Reproduce exactly, from the data that follows, the line with "If you could tag the treetop", the line with "If you could tag the concrete roof", and every line that lies between them.

Referring expression data:

*** Begin section ***

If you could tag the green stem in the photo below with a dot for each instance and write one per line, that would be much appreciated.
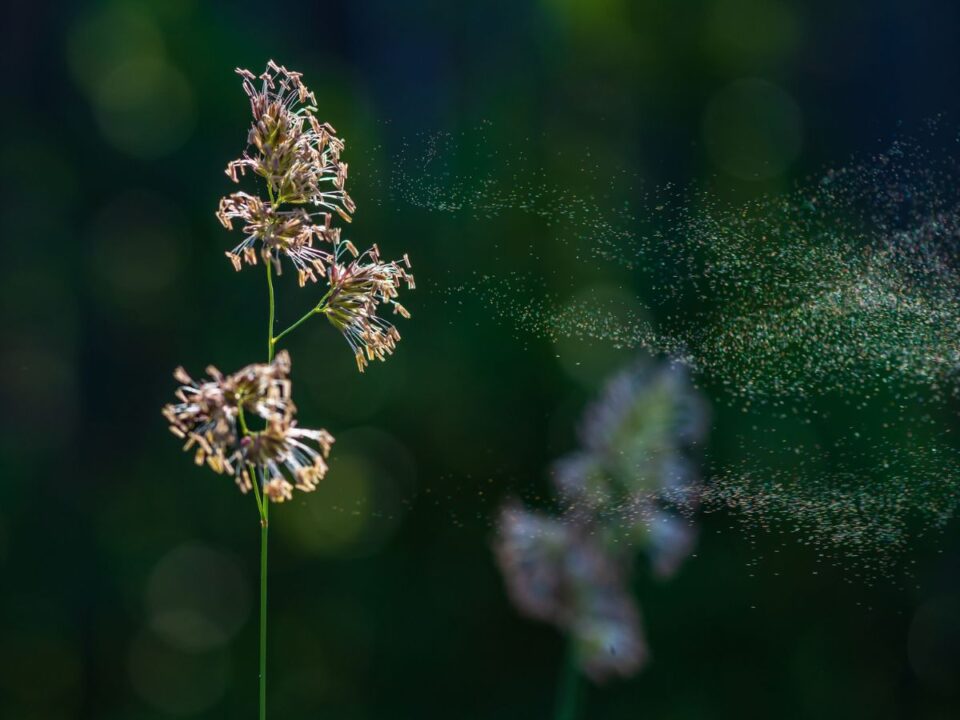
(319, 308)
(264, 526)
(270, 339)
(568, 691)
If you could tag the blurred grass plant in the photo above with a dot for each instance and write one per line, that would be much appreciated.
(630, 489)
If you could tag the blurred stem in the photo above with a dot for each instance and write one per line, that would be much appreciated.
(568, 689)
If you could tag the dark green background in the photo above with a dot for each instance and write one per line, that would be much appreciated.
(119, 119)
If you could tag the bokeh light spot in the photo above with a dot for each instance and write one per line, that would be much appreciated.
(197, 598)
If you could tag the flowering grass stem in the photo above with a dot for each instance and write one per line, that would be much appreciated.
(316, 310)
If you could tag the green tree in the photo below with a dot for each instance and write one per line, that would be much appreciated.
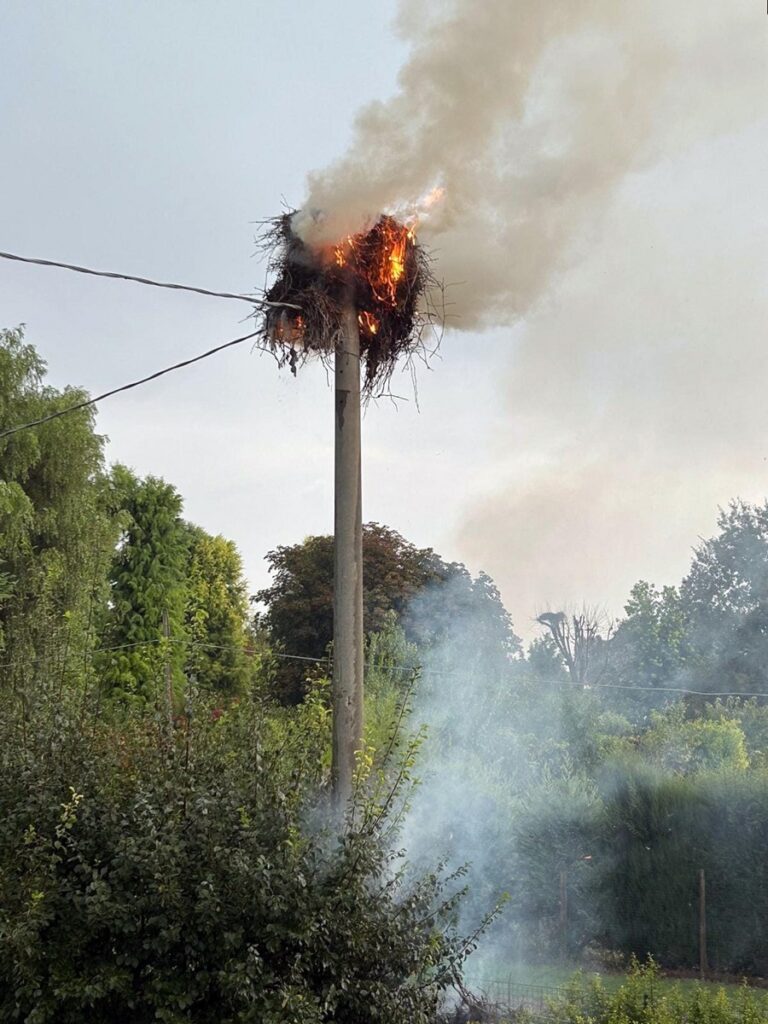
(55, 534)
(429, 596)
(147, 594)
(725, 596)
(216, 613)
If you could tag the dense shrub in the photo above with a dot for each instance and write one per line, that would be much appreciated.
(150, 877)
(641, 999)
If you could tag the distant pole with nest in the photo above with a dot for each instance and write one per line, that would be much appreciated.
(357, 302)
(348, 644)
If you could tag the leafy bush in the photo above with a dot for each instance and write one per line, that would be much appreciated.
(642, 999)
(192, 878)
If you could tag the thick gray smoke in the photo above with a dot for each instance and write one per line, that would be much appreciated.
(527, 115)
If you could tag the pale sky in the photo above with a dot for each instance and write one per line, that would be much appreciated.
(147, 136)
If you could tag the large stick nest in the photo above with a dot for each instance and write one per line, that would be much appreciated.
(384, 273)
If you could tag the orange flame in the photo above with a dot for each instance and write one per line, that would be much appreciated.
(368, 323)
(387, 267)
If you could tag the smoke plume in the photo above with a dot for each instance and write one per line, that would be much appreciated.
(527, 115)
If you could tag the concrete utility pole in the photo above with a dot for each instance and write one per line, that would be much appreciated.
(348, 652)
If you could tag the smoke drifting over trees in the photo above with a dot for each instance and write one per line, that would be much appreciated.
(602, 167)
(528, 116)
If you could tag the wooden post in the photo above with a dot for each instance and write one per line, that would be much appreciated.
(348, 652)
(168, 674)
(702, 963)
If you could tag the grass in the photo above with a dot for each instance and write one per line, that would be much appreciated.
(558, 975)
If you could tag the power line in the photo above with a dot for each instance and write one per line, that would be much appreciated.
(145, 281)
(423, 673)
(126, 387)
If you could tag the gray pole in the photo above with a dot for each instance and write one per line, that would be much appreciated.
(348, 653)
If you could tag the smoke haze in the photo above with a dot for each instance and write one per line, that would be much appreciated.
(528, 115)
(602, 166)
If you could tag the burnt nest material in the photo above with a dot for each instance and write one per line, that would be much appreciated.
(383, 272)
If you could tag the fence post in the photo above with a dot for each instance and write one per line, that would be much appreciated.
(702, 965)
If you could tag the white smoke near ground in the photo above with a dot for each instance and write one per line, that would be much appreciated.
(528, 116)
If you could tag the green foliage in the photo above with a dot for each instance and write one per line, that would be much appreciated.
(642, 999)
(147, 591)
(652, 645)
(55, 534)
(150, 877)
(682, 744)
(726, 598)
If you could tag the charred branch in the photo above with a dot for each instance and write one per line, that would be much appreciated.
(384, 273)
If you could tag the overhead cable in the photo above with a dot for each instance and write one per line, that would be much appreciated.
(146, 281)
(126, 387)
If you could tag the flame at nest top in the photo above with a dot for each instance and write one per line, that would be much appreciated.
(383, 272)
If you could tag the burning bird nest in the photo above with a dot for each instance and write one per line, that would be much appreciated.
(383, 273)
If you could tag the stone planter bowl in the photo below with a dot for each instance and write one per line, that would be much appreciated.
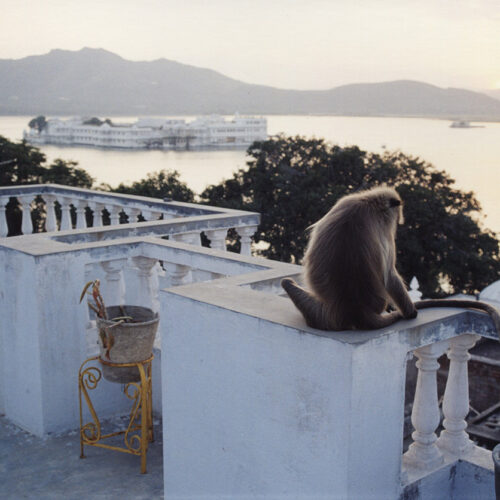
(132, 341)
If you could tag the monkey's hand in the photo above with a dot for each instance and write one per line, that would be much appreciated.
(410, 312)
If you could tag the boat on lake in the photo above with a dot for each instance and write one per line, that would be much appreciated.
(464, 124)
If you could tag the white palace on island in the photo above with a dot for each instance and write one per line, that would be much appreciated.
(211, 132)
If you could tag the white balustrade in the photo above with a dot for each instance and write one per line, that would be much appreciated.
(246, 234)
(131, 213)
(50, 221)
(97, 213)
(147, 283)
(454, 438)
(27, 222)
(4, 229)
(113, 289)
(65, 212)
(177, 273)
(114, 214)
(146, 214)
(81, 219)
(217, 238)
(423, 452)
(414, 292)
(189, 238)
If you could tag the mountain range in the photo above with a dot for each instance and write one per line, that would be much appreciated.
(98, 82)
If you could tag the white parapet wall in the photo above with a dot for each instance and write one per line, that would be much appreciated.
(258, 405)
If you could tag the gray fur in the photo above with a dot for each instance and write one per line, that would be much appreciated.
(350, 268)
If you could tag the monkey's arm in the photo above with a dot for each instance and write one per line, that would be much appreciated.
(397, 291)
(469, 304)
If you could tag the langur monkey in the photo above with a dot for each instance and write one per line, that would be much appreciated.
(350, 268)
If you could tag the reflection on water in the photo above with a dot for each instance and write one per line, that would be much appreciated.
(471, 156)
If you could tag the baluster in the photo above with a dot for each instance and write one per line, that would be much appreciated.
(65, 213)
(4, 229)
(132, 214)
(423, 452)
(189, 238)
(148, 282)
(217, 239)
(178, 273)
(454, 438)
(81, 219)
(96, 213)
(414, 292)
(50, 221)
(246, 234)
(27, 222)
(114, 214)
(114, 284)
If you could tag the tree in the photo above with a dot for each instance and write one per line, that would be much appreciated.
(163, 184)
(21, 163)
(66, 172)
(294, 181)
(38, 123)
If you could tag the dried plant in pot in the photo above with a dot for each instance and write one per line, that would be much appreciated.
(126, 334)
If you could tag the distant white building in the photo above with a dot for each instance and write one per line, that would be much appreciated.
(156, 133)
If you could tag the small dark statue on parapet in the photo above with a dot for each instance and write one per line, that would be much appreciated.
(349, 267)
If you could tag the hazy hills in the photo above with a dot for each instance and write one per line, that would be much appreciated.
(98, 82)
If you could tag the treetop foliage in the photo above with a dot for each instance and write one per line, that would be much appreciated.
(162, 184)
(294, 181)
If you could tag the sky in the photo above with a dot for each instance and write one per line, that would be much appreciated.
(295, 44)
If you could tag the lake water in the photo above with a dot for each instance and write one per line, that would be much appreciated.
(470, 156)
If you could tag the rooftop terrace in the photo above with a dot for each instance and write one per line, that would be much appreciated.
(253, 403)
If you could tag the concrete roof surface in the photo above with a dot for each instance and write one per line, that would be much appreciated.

*** End section ***
*** Begin section ***

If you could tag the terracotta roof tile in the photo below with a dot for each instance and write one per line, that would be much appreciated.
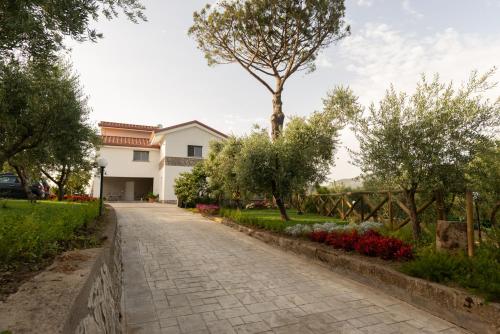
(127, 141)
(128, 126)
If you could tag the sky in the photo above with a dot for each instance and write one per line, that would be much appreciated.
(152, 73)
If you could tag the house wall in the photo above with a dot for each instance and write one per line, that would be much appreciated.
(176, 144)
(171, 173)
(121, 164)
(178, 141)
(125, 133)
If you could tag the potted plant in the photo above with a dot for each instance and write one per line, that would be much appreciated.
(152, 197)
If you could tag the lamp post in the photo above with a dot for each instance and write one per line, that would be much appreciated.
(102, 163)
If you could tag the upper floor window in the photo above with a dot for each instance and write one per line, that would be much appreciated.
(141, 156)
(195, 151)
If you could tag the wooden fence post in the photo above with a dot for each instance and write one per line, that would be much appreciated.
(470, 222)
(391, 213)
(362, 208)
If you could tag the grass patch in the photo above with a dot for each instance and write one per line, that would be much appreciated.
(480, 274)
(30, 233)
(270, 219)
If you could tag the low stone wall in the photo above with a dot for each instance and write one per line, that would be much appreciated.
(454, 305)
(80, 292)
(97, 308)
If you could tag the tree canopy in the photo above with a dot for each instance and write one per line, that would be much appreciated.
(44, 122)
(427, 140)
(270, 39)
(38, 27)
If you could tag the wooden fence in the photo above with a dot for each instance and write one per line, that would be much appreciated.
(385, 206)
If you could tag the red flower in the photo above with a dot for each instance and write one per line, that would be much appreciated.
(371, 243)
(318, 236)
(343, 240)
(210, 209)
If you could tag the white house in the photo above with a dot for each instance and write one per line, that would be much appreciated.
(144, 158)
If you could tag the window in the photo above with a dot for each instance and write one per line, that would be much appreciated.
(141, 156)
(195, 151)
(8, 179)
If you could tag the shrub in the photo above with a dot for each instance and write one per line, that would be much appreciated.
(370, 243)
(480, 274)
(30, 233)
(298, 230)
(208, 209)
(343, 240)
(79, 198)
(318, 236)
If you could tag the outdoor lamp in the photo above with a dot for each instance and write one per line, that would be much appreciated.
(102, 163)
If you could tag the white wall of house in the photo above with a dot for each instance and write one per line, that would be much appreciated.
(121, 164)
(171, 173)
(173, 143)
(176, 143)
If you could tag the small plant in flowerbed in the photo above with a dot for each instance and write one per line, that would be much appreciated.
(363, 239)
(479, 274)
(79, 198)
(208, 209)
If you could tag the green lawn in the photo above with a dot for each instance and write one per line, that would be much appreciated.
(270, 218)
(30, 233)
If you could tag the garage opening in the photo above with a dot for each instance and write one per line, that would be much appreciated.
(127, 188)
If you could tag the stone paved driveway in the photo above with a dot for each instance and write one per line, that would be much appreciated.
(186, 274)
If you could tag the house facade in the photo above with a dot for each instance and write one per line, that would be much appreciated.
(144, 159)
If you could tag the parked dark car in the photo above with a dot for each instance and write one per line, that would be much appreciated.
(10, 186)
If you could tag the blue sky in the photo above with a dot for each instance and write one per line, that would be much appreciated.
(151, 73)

*** End section ***

Answer space —
If you could tag the treetop foliage in the photo above with a dot for each instance and write one per line, that would be much appreciated.
(162, 184)
(294, 181)
If you could tag the sky in the photo above with a dot for each instance and write one per line, that would be much appreciated.
(295, 44)
If you could tag the lake water in the photo above with a dot for each instance and write one per line, that would be much appreciated.
(470, 156)
If you could tag the rooftop terrace in the photo above with a dot for each instance and write one per line, that would be much appreciated.
(253, 403)
If you could tag the concrete roof surface in the photo above with a dot for each instance and write one per line, that would be much appreciated.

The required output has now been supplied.